#### 给定文本:
+---+
浅析《巫言》叙事结构:“离题即主题”
2020-06-03陇芳
陇芳
摘 要:2008年,朱天文历经七年的长篇小说《巫言》终于问世。作为朱天文的转型之作,《巫言》开创了其小说创作的新格局、新面貌。朱天文力图摆脱小说虚构技巧,采取田野调查的方法,試图“为下一轮太平盛世作一个女性的、实物的备忘录”。因此,本文将从长篇小说《巫言》的叙事结构出发,从直接陈述、因相似而由此及彼和自觉生发联想三个特点来论述。
关键词:朱天文;巫言;叙事结构
一、引言
在大陆版《巫言》的扉页上,朱天文写道:“在只去不回的线性时间上,我一再被细节吸引而岔开,而逗留,每一次岔开和逗留都是一个歧路花园,迷恋忘返。所以岔开复岔开,逗留再逗留。所以离题又离题,离题即主题。所以我繁衍出自己的时间,不断地离线,把时间变成空间。”
《巫言》的写作并不顺遂,《往星去》《瓦解的时间》《谋杀与创作之时》等开头均被废弃。朱天文花了很长时间,才找到目前这种写法,能够将她所有的想法容纳,并自由出入。因她目前仍无法用单一的一种叙述观点和叙述强调来完成一部长篇,便采取了一条线索为巫者其人其事其生活,一条线索为巫者之言,即她写的小说,二者始终呈平行线交织。
因此,线性时间的打破促成了朱天文在《巫言》中不断的离题。对待“时间”,朱天文坚定的保持着“不想要快”的态度。
快——是被称作路上飞行器的F1,“车速快到马路两边都毛卷起来变成一条隧道。前一秒,无尽远有目标物呈黑点出现,下一秒,已擦身飞过目标物。”
慢——是时间穿越捷运隧道时,磁场不变。“隧道里,乘客都自动停止交谈,小声呼吸,微微觉得耳鸣,黯夜般的隧道内,车厢窗玻璃变成了镜子,你们的身影幢幢落在四壁境里,没有窗外的景物做定点标识,很容易失去速度感,于是你们像漂浮在大气中,更像摆荡往冥府的渡船……于是时间丕变,空间换轨。
穿过隧道出来,温度骤凉,天际下屋顶浸着湿湿的深色,行人皆撑伞,柏油马路亮晶晶。时间,慢了下来。”
然而,“快”却成为了现代人生活的特征,在这个E世界里,她这般不急着往前赶的态度显得不合时宜。那么,不想要快的人该如何办呢?
“策略很多,卡尔维诺的不失为一种。快与慢,相对于快,推迟时间的流程,他提出离题。从这里到尽头,最短的距离是直线,偏离就能延长此距离。他老先生说:‘假如这些偏离变得复杂、纠结、迂回,以至于隐藏了偏离本身的轨迹,谁知道呢,也许死神就找不到我们,也许时间就会迷路,而我们就可以继续隐藏在我们不断变化的匿逃里。”
+---+
#### 数据摘录:
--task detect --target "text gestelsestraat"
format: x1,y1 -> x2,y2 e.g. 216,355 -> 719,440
+---+
#### 任务列表:
• a. 将给定文本中的句子“对待“时间”,朱天文坚定的保持着“不想要快”的态度。”译成英语。
• b. 据给定文本,长篇小说《巫言》于哪一年问世?
上述数据与给定文本并无关联。

#### 任务输出:
• a. Toward "time," Zhu Tianwen firmly holds an attitude of "not wanting to be fast."

• b. 2008年。